Dataset excerpts on object pointing
■ ■ ■ ■ ■

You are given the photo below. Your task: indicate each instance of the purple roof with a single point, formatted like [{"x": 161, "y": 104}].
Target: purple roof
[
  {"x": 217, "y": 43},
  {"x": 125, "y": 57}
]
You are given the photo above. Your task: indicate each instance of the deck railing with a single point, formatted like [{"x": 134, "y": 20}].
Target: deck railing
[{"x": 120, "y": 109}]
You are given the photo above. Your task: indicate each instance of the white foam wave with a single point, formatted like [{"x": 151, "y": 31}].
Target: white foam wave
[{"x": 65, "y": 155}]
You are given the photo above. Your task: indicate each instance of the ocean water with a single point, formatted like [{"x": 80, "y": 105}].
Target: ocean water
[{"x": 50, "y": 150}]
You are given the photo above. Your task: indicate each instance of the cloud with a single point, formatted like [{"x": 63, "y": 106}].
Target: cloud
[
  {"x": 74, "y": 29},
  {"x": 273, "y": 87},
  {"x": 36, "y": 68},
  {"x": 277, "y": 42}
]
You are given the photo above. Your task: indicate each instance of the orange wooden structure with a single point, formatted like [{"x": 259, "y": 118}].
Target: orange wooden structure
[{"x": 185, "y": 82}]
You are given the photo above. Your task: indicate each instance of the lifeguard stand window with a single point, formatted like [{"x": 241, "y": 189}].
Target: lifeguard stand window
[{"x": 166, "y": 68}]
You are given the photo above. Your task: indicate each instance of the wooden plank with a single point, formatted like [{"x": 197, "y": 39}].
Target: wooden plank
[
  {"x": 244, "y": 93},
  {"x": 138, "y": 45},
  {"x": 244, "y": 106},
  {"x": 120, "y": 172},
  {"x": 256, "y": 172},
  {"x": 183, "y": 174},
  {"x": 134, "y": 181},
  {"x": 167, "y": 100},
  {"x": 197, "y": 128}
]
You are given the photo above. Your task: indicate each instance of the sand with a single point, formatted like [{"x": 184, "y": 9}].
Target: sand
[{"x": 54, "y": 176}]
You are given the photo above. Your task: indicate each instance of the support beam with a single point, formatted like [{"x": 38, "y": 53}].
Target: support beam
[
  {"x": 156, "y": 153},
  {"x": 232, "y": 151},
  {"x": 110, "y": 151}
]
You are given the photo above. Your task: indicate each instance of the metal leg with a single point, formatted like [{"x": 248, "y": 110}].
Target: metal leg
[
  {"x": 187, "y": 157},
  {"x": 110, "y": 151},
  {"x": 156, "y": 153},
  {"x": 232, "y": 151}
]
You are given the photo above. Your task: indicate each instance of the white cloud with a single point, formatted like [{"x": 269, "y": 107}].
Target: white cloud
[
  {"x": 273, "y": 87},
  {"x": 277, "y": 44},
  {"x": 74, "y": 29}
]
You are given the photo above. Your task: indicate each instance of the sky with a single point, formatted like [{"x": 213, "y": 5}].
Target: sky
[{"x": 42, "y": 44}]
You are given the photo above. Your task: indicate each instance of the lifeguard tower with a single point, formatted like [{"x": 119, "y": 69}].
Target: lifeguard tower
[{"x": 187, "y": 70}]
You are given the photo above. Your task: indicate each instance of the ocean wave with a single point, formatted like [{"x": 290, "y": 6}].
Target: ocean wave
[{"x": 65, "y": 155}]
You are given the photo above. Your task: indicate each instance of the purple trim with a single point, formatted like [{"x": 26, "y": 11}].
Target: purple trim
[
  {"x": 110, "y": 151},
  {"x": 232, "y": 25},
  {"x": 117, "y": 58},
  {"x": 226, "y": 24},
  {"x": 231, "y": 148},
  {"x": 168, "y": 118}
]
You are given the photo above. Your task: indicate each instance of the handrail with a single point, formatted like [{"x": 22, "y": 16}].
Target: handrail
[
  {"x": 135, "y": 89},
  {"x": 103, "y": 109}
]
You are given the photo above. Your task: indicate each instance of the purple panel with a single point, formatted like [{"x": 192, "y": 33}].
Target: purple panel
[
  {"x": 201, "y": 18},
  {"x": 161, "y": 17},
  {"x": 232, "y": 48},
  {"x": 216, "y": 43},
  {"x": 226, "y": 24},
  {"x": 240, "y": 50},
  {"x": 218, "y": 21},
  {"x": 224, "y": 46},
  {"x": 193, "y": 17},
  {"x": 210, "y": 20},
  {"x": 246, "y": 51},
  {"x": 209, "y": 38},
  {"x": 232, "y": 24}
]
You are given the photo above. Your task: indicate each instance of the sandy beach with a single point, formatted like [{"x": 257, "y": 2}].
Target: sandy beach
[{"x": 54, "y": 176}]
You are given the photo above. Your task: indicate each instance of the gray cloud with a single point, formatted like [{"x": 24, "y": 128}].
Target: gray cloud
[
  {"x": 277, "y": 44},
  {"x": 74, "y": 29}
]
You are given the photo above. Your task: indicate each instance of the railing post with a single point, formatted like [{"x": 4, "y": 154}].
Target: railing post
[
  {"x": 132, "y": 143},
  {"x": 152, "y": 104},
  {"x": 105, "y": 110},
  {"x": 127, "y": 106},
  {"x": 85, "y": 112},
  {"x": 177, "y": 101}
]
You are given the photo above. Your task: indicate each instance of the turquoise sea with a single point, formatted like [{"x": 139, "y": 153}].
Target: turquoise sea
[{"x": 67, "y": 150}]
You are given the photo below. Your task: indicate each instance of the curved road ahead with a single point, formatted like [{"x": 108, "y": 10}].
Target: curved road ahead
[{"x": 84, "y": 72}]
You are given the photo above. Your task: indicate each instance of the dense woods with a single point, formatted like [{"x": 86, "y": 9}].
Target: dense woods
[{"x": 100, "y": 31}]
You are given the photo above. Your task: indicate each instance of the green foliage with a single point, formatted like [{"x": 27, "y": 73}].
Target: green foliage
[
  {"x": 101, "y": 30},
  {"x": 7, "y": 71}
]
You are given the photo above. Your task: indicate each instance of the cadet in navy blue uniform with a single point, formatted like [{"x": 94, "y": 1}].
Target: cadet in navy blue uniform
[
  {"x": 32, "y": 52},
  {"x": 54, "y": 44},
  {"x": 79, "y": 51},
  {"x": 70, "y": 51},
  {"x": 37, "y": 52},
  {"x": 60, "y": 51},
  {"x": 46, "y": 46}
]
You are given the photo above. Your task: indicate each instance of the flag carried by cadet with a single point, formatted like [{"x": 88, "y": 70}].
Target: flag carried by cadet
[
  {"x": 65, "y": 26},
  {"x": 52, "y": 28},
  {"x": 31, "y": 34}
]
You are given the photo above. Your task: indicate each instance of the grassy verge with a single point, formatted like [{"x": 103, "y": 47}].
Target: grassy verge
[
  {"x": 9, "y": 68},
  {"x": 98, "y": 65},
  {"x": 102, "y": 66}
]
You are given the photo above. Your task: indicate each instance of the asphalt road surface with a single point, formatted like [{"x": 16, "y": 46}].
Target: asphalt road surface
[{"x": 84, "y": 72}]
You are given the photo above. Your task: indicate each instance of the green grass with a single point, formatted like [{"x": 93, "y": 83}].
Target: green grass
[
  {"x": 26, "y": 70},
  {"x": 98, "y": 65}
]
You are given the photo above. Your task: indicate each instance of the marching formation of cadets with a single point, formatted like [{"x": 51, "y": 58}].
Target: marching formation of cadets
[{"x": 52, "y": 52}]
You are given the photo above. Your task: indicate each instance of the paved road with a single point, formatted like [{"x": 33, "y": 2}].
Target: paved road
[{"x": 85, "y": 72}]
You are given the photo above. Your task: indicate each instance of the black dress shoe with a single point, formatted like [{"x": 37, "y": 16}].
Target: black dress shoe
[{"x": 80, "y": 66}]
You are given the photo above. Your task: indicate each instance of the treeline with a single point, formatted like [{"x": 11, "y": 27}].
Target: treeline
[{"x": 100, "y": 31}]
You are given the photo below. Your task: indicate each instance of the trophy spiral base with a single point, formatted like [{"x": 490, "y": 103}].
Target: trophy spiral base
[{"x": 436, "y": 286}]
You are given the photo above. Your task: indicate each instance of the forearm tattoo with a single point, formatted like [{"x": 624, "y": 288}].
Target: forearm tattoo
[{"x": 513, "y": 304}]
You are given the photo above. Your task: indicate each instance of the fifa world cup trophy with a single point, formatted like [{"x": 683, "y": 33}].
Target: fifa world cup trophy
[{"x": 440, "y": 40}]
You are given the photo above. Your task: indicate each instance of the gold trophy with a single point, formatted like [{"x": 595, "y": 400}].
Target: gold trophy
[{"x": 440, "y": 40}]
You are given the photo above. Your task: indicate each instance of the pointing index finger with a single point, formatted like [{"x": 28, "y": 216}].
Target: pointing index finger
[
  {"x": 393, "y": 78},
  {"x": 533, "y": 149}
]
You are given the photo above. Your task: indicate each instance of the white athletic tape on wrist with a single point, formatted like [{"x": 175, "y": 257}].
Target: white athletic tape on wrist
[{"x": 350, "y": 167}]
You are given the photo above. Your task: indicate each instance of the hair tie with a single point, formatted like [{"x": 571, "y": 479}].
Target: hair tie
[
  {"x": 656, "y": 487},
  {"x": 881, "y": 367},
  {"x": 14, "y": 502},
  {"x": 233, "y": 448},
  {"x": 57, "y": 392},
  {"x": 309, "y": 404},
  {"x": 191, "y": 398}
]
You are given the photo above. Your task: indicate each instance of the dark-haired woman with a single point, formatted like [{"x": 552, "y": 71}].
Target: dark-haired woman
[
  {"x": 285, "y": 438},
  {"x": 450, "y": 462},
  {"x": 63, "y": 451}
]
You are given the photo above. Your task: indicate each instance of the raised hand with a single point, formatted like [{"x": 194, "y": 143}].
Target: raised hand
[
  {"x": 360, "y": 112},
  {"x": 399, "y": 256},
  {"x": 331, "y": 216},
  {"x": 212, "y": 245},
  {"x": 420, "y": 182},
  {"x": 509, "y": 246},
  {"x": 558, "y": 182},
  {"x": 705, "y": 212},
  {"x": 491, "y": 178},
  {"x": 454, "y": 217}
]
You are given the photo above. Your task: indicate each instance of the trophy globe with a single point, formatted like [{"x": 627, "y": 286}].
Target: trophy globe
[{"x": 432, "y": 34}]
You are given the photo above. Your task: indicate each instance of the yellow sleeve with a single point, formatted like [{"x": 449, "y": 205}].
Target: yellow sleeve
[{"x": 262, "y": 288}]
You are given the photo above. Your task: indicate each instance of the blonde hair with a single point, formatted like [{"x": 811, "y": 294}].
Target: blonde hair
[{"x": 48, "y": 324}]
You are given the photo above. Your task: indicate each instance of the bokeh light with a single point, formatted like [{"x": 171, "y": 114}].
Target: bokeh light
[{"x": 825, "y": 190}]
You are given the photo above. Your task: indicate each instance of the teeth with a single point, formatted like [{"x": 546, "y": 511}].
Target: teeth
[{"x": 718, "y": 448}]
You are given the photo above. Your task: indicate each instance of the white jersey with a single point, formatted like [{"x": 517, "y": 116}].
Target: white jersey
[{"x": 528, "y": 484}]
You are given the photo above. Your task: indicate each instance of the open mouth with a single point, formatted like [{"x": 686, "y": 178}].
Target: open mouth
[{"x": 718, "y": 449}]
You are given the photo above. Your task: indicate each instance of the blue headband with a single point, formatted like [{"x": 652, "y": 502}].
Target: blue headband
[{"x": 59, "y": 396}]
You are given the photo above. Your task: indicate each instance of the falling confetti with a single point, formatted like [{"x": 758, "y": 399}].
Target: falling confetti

■ ■ ■ ■ ■

_What is required_
Transcribe exactly the line containing "of the raised" and all remaining lines of the material, ending with the last one.

_Exercise result_
You are given the photo above. Your task: indicate each instance of the raised hand with a single point, formatted like [{"x": 194, "y": 143}].
Target: raised hand
[
  {"x": 360, "y": 112},
  {"x": 399, "y": 256},
  {"x": 331, "y": 216},
  {"x": 212, "y": 245},
  {"x": 420, "y": 182},
  {"x": 509, "y": 246},
  {"x": 558, "y": 182},
  {"x": 705, "y": 212},
  {"x": 491, "y": 178},
  {"x": 454, "y": 217}
]
You are given the photo above. Your task: indicate each instance of the trophy globe with a single point, formatted like [{"x": 627, "y": 286}].
Target: trophy globe
[{"x": 432, "y": 34}]
You are given the photo above. Your task: indicate each instance of the yellow sleeve with a single point, formatted like [{"x": 449, "y": 205}].
Target: yellow sleeve
[{"x": 262, "y": 288}]
You are given the photo above. Your task: indicate each instance of the blonde hair with a single point, formatted like [{"x": 811, "y": 294}].
Target: blonde hair
[{"x": 48, "y": 324}]
You are given the photo above. Your task: indicate each instance of the bokeh light with a single point, formatted like [{"x": 171, "y": 114}].
Target: bokeh light
[{"x": 825, "y": 190}]
You are given the photo above. Your task: indicate each instance of the teeth with a single point, formatted like [{"x": 546, "y": 511}].
Target: teeth
[{"x": 718, "y": 448}]
You are given the photo above. Your task: indicate each instance of the white jersey with a single point, formatted like [{"x": 517, "y": 116}].
Target: white jersey
[{"x": 528, "y": 484}]
You are given the photo above. Your task: indicate each instance of the open mouth with a single point, formatted like [{"x": 686, "y": 178}].
Target: open mouth
[{"x": 718, "y": 449}]
You are given the photo above. Your task: indicate each instance of the blue headband with a single point, formatted like [{"x": 652, "y": 502}].
Target: blue headband
[{"x": 59, "y": 396}]
You are given the photo above. Your task: indicate each instance of the falling confetti with a single point, formatted like [{"x": 758, "y": 399}].
Target: falling confetti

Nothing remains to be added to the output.